# Условия задания
a) Соответствуют ли тексту о химиотерапии следующие утверждения? (i) Сочетание МОПП испытывали на раке молочной железы, легких и яичников. (ii) Каждое новое сочетание лекарств было мягче предыдущих. (iii) Пациентка из пьесы «Остроумие» — профессор английской литературы. Для каждого утверждения ответьте «да» или «нет» и дословно приведите решающие слова текста.
b) Допишите продолжение текста о химиотерапии, начав сразу после его последней фразы.

# Учебный текст
Подобно безумным картографам, химиотерапевты лихорадочно чертили и перечерчивали схемы победы над раком. МОПП, сочетание, оказавшееся успешным для болезни Ходжкина, испытали во всех возможных дозах и комбинациях на раке молочной железы, легких и яичников. Через клинические исследования пропускали все новые и новые сочетания – каждое последующее агрессивнее предыдущих, каждое со своим загадочным, уже почти не поддающимся расшифровке названием. Роуз Кушнер, к тому времени член Национального экспертного совета по онкологии, предостерегала врачей от игнорирования растущего разрыва между ними и пациентами.
“Говоря, что побочные эффекты выносимы и приемлемы, онкологи имеют в виду, что от этого не умирают, – саркастически писала она. – Но если вас выворачивает наизнанку с такой силой, что лопаются сосуды в глазах, <…> они даже не считают это достойным упоминания. И их уж точно не волнует, лысый ты или нет”[509]. И еще: “Улыбчивый онколог понятия не имеет, выташнивает ли его пациентов”[510].
Языки страдания разделились: на одном говорили “улыбчивые онкологи”, на совершенно другом – их пациенты. В пьесе Эдсон “Остроумие” – работе, не слишком доброй в отношении медицинской профессии, – молодой онколог, опьяненный ощущением всемогущества, визуализирует этот раскол, когда изливает поток названий несуществующих лекарств и режимов, а его пациентка, профессор английской литературы, смотрит на него в немом ужасе и ярости: “Гексаметофосфацил с винплатином для усиления эффекта. Гекса – триста миллиграммов на квадратный метр, вин – сто миллиграммов. Сегодня третий день второго цикла. Оба цикла – полные дозы”.
Знать противника
Знаешь противника и знаешь себя – в ста сражениях ни одной неудачи.
Знаешь себя, а противника не знаешь – то победа, то поражение.
Не знаешь ни себя, ни противника – каждая битва – поражение.

# Данные для упражнения
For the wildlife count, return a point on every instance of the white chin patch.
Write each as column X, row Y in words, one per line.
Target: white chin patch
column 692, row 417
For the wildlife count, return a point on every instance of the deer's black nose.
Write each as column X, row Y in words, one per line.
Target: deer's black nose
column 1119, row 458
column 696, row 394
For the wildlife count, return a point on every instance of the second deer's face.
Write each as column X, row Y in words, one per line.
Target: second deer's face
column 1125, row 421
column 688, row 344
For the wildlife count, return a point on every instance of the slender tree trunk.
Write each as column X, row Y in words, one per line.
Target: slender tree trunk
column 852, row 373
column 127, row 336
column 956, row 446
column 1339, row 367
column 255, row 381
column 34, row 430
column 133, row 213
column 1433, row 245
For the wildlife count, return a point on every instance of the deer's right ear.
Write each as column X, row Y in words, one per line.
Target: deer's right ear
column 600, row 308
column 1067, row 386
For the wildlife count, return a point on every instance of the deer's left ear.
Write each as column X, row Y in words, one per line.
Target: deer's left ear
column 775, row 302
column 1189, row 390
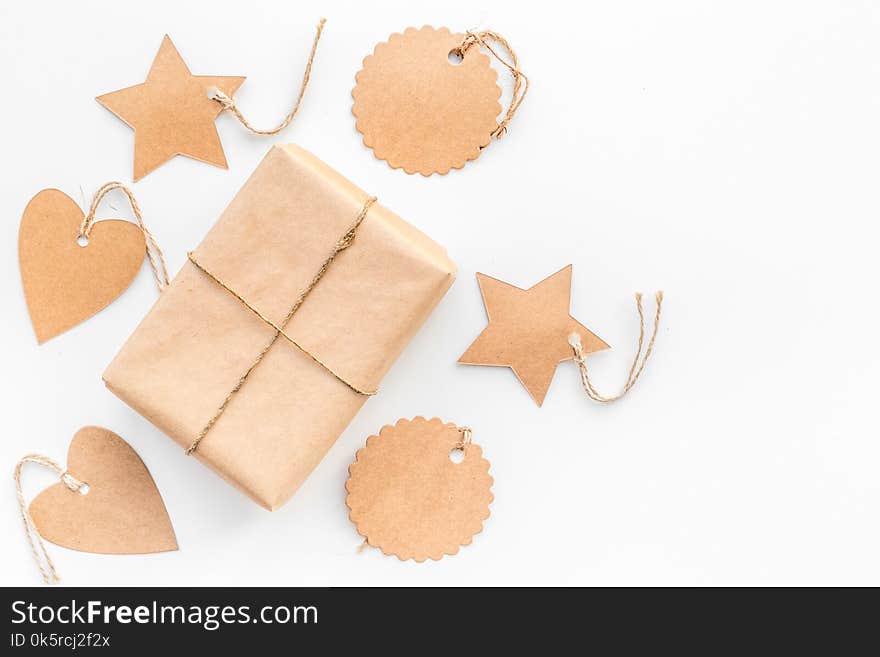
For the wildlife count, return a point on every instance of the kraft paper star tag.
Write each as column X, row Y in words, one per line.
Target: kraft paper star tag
column 529, row 330
column 73, row 266
column 171, row 112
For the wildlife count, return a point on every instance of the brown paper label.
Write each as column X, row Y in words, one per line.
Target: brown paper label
column 65, row 283
column 528, row 330
column 122, row 512
column 421, row 112
column 410, row 499
column 171, row 112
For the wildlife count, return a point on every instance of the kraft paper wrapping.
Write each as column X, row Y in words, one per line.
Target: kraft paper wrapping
column 197, row 340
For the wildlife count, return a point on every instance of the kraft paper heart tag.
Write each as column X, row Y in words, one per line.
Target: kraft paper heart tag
column 105, row 503
column 427, row 100
column 531, row 331
column 73, row 266
column 173, row 112
column 408, row 497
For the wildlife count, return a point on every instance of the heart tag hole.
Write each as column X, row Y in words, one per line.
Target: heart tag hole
column 455, row 57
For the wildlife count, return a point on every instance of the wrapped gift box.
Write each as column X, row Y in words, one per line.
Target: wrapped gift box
column 199, row 339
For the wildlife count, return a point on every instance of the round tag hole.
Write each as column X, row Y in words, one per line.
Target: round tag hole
column 456, row 455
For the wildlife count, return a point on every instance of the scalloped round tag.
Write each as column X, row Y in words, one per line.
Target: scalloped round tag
column 419, row 489
column 422, row 106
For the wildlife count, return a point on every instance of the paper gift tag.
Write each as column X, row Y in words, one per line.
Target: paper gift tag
column 65, row 283
column 173, row 112
column 71, row 266
column 427, row 101
column 532, row 331
column 122, row 512
column 408, row 497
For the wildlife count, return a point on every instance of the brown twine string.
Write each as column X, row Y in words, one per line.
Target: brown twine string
column 638, row 365
column 341, row 244
column 229, row 103
column 154, row 253
column 38, row 548
column 520, row 81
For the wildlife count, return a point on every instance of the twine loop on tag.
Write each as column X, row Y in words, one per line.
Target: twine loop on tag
column 38, row 548
column 229, row 105
column 340, row 245
column 639, row 362
column 520, row 81
column 154, row 253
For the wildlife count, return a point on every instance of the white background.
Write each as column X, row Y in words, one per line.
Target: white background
column 724, row 152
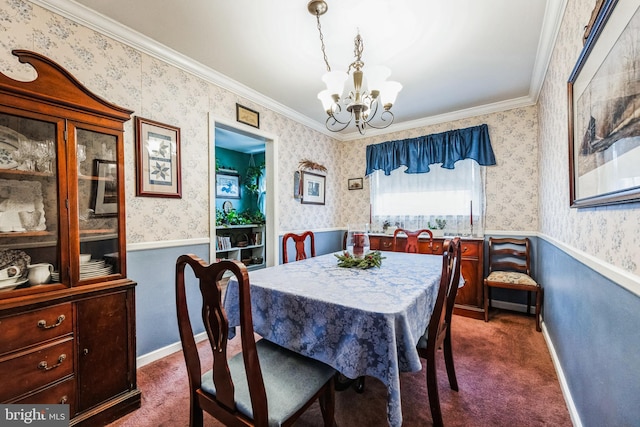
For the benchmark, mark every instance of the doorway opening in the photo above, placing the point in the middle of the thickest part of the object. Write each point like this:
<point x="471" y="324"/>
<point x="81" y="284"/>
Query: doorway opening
<point x="242" y="191"/>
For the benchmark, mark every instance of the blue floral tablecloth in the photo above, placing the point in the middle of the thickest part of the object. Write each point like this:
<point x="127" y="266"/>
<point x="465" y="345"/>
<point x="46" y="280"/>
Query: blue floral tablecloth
<point x="361" y="322"/>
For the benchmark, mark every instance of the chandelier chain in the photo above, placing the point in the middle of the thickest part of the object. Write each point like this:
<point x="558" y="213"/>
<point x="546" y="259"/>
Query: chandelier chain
<point x="324" y="53"/>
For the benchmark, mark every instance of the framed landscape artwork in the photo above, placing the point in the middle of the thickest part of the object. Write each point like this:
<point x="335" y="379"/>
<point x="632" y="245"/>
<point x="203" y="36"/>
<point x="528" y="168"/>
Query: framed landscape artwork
<point x="604" y="117"/>
<point x="355" y="183"/>
<point x="227" y="185"/>
<point x="158" y="159"/>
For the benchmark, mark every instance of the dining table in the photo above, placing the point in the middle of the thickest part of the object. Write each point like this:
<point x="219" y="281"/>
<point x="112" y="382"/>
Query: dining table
<point x="362" y="322"/>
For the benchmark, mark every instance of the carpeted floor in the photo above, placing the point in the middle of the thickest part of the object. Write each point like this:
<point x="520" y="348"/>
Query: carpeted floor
<point x="504" y="370"/>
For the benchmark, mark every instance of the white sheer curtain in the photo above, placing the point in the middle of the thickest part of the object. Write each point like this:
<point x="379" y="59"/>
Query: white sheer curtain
<point x="415" y="201"/>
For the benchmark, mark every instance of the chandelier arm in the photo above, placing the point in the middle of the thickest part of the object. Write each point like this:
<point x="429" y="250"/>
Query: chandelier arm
<point x="382" y="115"/>
<point x="332" y="126"/>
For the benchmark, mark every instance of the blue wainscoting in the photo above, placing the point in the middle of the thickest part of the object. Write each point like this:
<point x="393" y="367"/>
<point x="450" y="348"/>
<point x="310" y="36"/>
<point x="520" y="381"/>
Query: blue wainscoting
<point x="154" y="271"/>
<point x="156" y="320"/>
<point x="594" y="326"/>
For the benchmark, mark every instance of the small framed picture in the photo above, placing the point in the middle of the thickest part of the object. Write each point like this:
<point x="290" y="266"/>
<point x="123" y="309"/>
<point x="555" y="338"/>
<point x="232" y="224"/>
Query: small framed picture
<point x="247" y="116"/>
<point x="157" y="159"/>
<point x="313" y="188"/>
<point x="105" y="188"/>
<point x="355" y="183"/>
<point x="228" y="185"/>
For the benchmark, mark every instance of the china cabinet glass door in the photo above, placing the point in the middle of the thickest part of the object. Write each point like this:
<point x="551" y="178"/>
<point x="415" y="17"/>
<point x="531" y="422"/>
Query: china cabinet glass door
<point x="29" y="200"/>
<point x="98" y="207"/>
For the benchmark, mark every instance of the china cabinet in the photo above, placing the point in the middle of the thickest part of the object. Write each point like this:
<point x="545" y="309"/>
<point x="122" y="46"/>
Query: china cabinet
<point x="243" y="243"/>
<point x="469" y="299"/>
<point x="67" y="309"/>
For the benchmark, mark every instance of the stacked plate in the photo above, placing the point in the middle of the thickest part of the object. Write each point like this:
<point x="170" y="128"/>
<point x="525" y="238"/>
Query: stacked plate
<point x="89" y="269"/>
<point x="94" y="268"/>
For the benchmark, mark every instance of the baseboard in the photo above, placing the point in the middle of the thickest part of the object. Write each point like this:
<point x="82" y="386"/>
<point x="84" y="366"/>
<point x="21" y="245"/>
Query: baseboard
<point x="566" y="392"/>
<point x="512" y="306"/>
<point x="158" y="354"/>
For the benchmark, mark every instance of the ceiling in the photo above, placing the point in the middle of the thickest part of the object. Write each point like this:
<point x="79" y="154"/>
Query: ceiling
<point x="454" y="58"/>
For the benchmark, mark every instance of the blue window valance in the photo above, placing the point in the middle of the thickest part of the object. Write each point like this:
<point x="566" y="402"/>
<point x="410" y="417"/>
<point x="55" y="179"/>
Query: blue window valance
<point x="418" y="153"/>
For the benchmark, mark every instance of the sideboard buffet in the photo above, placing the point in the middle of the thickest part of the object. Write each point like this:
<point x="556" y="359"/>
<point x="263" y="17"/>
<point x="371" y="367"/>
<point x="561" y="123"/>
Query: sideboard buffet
<point x="67" y="309"/>
<point x="469" y="299"/>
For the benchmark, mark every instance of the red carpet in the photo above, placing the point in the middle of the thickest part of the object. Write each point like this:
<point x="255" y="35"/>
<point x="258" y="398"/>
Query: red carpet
<point x="505" y="374"/>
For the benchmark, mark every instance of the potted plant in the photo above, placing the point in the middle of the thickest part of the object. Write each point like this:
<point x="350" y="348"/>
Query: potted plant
<point x="438" y="229"/>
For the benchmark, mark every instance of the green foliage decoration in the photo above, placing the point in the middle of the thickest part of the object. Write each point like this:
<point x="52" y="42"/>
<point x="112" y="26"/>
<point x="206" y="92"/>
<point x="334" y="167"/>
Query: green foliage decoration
<point x="371" y="259"/>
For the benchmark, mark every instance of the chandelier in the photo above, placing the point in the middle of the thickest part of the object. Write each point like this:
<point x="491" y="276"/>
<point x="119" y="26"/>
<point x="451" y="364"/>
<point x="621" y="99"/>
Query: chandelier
<point x="362" y="98"/>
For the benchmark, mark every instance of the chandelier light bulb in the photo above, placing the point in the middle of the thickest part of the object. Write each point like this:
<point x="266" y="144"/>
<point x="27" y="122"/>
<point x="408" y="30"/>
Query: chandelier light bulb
<point x="368" y="91"/>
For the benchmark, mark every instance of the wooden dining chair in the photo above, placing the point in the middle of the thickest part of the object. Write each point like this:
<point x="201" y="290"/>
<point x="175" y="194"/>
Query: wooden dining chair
<point x="438" y="332"/>
<point x="412" y="240"/>
<point x="510" y="268"/>
<point x="299" y="242"/>
<point x="265" y="384"/>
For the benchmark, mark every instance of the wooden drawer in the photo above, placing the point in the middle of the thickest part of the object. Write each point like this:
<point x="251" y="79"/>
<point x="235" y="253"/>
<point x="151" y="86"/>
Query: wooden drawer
<point x="25" y="329"/>
<point x="26" y="371"/>
<point x="470" y="249"/>
<point x="60" y="393"/>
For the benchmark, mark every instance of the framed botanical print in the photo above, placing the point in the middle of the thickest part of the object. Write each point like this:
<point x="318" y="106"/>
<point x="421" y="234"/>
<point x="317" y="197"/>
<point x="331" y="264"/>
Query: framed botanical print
<point x="313" y="188"/>
<point x="158" y="159"/>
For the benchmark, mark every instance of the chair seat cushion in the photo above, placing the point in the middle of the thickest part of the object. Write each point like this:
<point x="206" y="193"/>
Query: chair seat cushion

# Ответы по порядку
a)
(i) Да: «испытали во всех возможных дозах и комбинациях на раке молочной железы, легких и яичников».
(ii) Нет: «каждое последующее агрессивнее предыдущих».
(iii) Да: «его пациентка, профессор английской литературы».

b)
Пока армада цитотоксической терапии готовилась к еще более яростным сражениям с раком, на боевой периферии начали раздаваться отдельные голоса несогласных. Эти голоса связывали две общие темы.
Во-первых, диссиденты заявляли, что неизбирательная химиотерапия, вливающая в больных цистерны ядов, не может быть единственной стратегией наступления на рак. Что бы ни гласила актуальная догма, раковые клетки обладают уникальными, специфическими уязвимыми местами, делающими их особенно чувствительными к химическим веществам, практически безопасным для нормальных клеток.
Во-вторых, обнаружить такие химические вещества можно лишь изучением глубинных биологических особенностей раковых клеток каждого типа. Терапию, специфичную для того или иного рака, подобрать возможно, однако делать это нужно “снизу вверх”, разгадав фундаментальные биологические загадки каждого типа опухолей, а не “сверху вниз”, ужесточением химиотерапии и эмпирическим подбором клеточных ядов. Прежде чем начать избирательную атаку на злокачественные клетки того или иного типа, надо определить их биологическое поведение, их генетическую составляющую и уникальные слабые места. Поиски “волшебной пули” следует начинать с нахождения “волшебной цели”.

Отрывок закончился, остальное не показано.